## Task description
Reproduce the data below line for line, covering every entry, and omit the pictures from your answer.

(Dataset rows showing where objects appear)

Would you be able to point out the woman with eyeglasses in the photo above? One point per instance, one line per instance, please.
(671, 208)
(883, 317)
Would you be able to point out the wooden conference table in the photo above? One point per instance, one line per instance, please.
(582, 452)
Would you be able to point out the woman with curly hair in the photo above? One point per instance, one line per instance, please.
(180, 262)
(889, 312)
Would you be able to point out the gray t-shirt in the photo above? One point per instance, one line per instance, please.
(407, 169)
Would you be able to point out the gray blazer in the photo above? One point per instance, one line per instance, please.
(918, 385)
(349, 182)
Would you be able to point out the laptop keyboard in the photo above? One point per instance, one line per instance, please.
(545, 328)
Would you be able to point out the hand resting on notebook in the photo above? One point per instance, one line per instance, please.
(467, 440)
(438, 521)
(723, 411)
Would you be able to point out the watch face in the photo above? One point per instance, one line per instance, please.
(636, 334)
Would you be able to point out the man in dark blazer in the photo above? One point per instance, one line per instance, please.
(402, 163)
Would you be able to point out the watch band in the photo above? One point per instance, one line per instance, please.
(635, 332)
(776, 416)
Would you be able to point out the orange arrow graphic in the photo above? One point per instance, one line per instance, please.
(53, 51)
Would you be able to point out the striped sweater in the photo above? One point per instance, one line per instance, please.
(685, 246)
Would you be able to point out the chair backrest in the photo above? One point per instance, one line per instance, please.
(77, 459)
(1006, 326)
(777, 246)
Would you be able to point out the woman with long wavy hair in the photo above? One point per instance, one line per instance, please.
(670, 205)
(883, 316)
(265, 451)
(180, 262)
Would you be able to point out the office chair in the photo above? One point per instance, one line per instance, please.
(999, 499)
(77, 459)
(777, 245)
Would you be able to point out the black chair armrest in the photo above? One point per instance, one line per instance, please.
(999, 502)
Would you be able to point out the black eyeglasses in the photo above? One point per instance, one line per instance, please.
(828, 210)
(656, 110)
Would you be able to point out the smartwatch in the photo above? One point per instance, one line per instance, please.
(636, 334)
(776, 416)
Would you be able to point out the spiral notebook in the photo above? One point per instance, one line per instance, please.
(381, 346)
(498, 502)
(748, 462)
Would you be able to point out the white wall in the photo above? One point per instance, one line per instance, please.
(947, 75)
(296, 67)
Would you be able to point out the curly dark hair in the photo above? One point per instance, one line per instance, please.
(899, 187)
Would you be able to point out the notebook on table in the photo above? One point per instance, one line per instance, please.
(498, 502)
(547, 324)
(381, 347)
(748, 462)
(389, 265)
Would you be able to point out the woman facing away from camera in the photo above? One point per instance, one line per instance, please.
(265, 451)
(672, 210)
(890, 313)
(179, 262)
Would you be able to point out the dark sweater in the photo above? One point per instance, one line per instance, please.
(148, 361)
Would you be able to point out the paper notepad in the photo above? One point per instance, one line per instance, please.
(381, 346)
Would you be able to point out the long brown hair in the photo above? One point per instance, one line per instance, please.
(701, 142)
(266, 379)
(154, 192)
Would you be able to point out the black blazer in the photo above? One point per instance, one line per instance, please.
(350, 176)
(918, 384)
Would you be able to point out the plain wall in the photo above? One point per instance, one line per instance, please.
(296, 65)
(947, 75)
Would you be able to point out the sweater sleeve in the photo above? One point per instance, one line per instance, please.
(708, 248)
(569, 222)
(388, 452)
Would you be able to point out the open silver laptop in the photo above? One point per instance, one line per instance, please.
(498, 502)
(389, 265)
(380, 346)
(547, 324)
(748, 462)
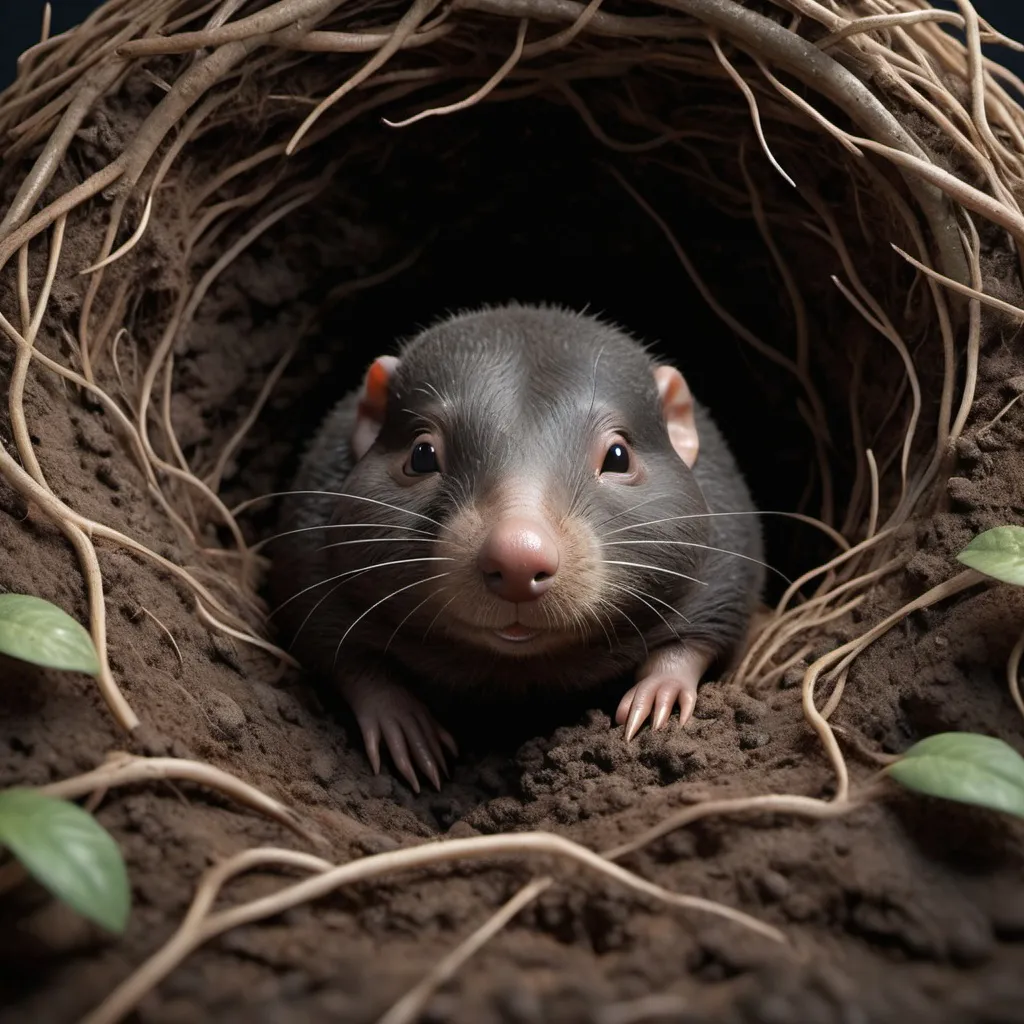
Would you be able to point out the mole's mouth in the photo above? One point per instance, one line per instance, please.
(517, 633)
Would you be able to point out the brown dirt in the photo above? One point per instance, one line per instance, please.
(906, 910)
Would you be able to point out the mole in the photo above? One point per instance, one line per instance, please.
(523, 500)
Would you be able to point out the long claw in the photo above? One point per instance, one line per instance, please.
(687, 701)
(641, 709)
(372, 740)
(399, 754)
(422, 754)
(664, 707)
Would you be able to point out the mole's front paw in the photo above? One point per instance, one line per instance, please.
(670, 677)
(657, 693)
(414, 739)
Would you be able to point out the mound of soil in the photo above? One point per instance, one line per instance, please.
(907, 909)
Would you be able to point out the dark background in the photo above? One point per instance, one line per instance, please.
(20, 20)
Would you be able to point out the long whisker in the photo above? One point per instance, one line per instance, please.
(643, 639)
(799, 516)
(439, 610)
(337, 525)
(632, 508)
(336, 494)
(416, 608)
(639, 597)
(385, 540)
(655, 568)
(353, 572)
(377, 604)
(656, 600)
(708, 547)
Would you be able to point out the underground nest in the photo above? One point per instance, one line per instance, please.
(216, 214)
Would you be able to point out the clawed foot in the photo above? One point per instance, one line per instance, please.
(669, 678)
(414, 739)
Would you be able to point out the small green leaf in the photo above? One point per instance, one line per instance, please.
(966, 767)
(68, 851)
(36, 631)
(997, 553)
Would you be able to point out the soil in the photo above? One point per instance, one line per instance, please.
(908, 909)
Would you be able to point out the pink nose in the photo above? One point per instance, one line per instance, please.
(518, 559)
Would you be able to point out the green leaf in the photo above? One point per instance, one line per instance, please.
(65, 849)
(36, 631)
(966, 767)
(997, 553)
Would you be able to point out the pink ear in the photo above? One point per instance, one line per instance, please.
(373, 404)
(677, 406)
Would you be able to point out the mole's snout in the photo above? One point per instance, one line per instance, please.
(518, 559)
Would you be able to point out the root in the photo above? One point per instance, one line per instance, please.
(200, 925)
(909, 56)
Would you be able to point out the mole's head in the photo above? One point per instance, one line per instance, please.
(545, 460)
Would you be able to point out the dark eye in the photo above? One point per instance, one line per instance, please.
(424, 459)
(616, 460)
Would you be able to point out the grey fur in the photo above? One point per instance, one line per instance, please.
(521, 387)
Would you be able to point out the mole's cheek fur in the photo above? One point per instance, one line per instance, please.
(521, 564)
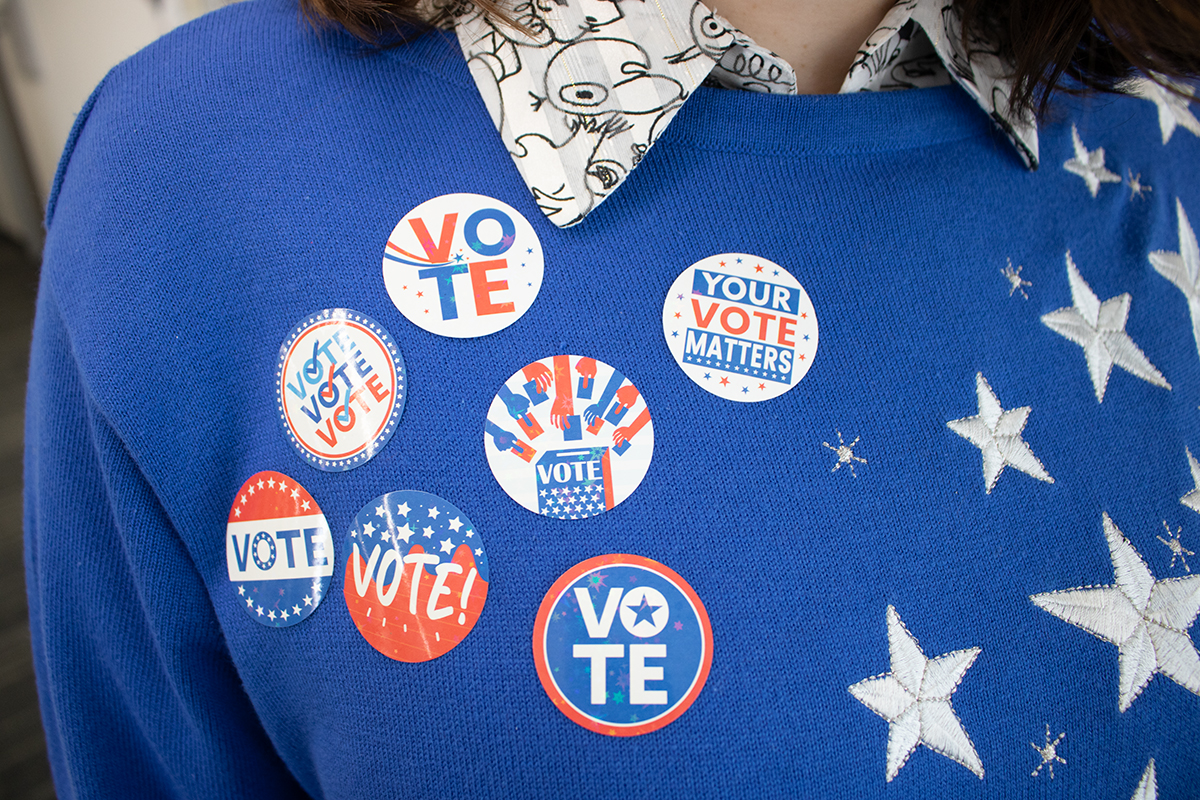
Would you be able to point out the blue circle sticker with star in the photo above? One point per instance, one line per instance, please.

## Right answer
Would you be able to point out the woman with eyeglasses in the photo above? One point per instance, one line per instance, please.
(671, 208)
(883, 317)
Would you be able to point out the wooden conference table in the photo above? One point per instance, one line per instance, please.
(582, 452)
Would you be able to point out the woman with curly hair in the photo above? One point per instance, one line per instance, please.
(180, 262)
(889, 312)
Would you be able to point out the gray t-shirt in the photo above? One point per instance, one line per instance, please.
(407, 169)
Would you be able to point out the gray blazer in the photo above? One point per instance, one line per instance, please.
(918, 385)
(349, 182)
Would you be able to point out the laptop keyboard in the photo above? One point per instance, one line per instance, please.
(545, 328)
Would you be able to point out the hand resting on notebook in the photo above? One point per instance, one line per instance, please.
(467, 440)
(438, 521)
(723, 411)
Would you be able to point out the watch face in the photo above? One point per instance, one line per instance, please.
(636, 334)
Would you be able to point out the man in dark blazer in the photo above? One point per instance, one line per instance, please.
(402, 163)
Would you be able to point out the watch band in the photo above? One point per instance, one line per instance, please.
(635, 332)
(776, 416)
Would you be able to point out the orange arrow graphic in the photo above? One point per instance, one line per instance, please.
(53, 51)
Would you be able to point out the striped sweater in the photo above? One point per instance, one line per instance, please.
(685, 246)
Would you be able to point out the chair backrest in the photo above? One point per instance, one line per instance, please.
(77, 459)
(1006, 326)
(777, 246)
Would you be able to point out the woman with long wavy hair in the photo above? One point per instance, one line per instance, please.
(670, 205)
(883, 316)
(265, 451)
(180, 262)
Would you be able to point out the office chair in the photo above? One point per instance, one line per instance, please.
(999, 499)
(77, 459)
(777, 245)
Would you be able to point out the black chair armrest in the photo above? One point per instance, one line per instance, please.
(999, 502)
Would you be able to point out the black eyeglasses in the photo above? One point per instance, one line per instance, please.
(828, 210)
(656, 110)
Would you be able to point out the smartwatch in the photo above? One point per instance, one line per instance, please.
(636, 334)
(776, 416)
Would you be able to point out the spiral notebook in the photo above? One point per instance, one line per instance, please.
(381, 346)
(498, 502)
(748, 462)
Would you be able to point out the white wall in the photo above? One point per instance, one line per instance, please.
(947, 75)
(296, 67)
Would you be able to point out the curly dark hair in the photo above? One point per instance, one line per instance, please.
(899, 187)
Would you be able to point out the notebook on table in the photo above? One point per instance, one line per instance, please.
(498, 502)
(547, 324)
(381, 347)
(748, 462)
(389, 265)
Would you be able to point out the woman facing away from camera in the photo above? One point per instance, one line per instance, please.
(265, 451)
(672, 210)
(890, 313)
(179, 262)
Would you be able to point out the dark sweater in the photo above? One point per instance, one line per instance, please.
(148, 361)
Would you be able to point out the paper notepad in the photo above? One point per instance, one line per instance, please.
(381, 346)
Would you be able to point out the long brown hair in the photo above? One point per instance, one line per instance, please.
(701, 142)
(266, 379)
(154, 192)
Would you be able to point out the black blazer in the photo above? One point per instance, one line per instance, please.
(350, 176)
(918, 384)
Would you be able to point out the plain wall in the photo above? One point per instance, one line per instance, please.
(296, 65)
(947, 75)
Would you be able to point out the sweater sleeve in the photo above? One point per instance, one line per instance, please.
(708, 248)
(569, 222)
(388, 452)
Would you be able to point out the open silver laptop in the photo above? One point per instance, one line per instance, please.
(498, 502)
(389, 265)
(380, 346)
(547, 324)
(748, 462)
Would you be able to point out the mole's mouth in the photo above? One point per instance, one line per instance, please.
(517, 633)
Would you be able to point out the brown dirt in the photo above? One point per instance, one line per instance, please.
(906, 910)
Would you be able to point out the mole in the photo above? One point per instance, one line per instance, please.
(523, 500)
Would you be able to point out the long claw in the photo above? One point per instance, one line per instance, please.
(687, 701)
(641, 709)
(372, 740)
(399, 754)
(422, 754)
(664, 707)
Would you be able to point out the mole's front paw in the photo above? One point per instance, one line per instance, please.
(670, 677)
(657, 693)
(414, 739)
Would you be able to point out the mound of soil in the photo above? One point per instance, one line per instance, please.
(907, 909)
Would you be able to point out the dark background in the photo above? One point per instance, one line per instance, please.
(20, 20)
Would you be able to point out the long whisker in the photo above? One point per instance, one line per instance, please.
(643, 639)
(799, 516)
(439, 610)
(337, 525)
(632, 508)
(336, 494)
(416, 608)
(639, 597)
(385, 540)
(655, 568)
(353, 572)
(377, 604)
(656, 600)
(708, 547)
Would you be able to point out the underground nest in the photo above? One point per instance, one line per instance, please.
(216, 214)
Would you be able to point out the clawed foot in the photo above? One point per instance, one line per instance, please.
(669, 678)
(414, 739)
Would you be able to point out the small green leaf in the photo above? One point per instance, one line per instance, please.
(966, 767)
(68, 851)
(36, 631)
(997, 553)
Would you be able to point out the soil in the photo above? One point per instance, one line per instance, please.
(908, 909)
Would you be able to point out the pink nose in the photo above? One point per instance, one line per instance, please.
(518, 559)
Would you be able to point out the green leaf in the photo above? One point per instance, one line per instance, please.
(65, 849)
(36, 631)
(966, 767)
(997, 553)
Would you be able to point out the pink ear in the photo above? One point per instance, one line per instance, please.
(373, 404)
(677, 406)
Would you be able to point out the mole's snout in the photo above? One point per instance, one line per instance, please.
(518, 559)
Would you be able to point out the root in the photo above? One point per instance, one line per instance, please.
(200, 925)
(909, 56)
Would you be able to point out the mole's head in the photo above? One point per instance, one line per instance, please.
(545, 460)
Would you be able to point out the dark eye in the photo above? One point per instance, one line per instance, please.
(424, 459)
(616, 460)
Would you be able to point out the grey fur in the photo above? One point per instance, one line per instance, please.
(521, 387)
Would you be able to point out the mole's cheek fur in the photo above? One point per instance, one line per instance, please.
(521, 564)
Would you be able to point out the blue circle sticker with star in the photo above? One point per instance, one line per instance, please.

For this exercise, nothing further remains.